• [THE PROBLEM]
Repeat each line of the records below word for word, leaving out the pictures.

• [DATASET CONTENT]
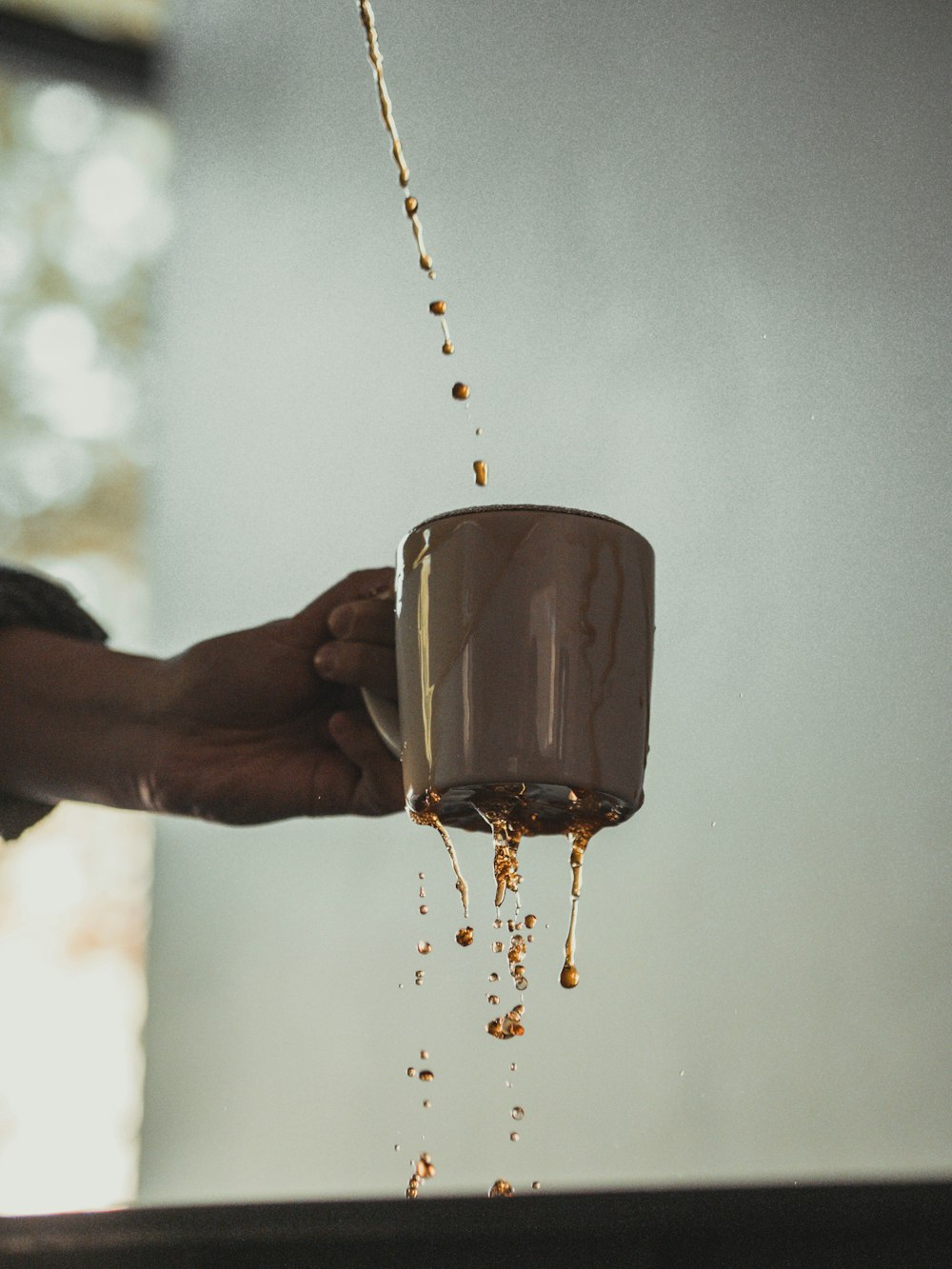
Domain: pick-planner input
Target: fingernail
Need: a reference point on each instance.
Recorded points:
(342, 622)
(324, 658)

• [COMPLETE OUTPUT]
Domain: pick-planner input
Target: fingernail
Need: a reference point on each instance.
Recorded points:
(342, 622)
(324, 658)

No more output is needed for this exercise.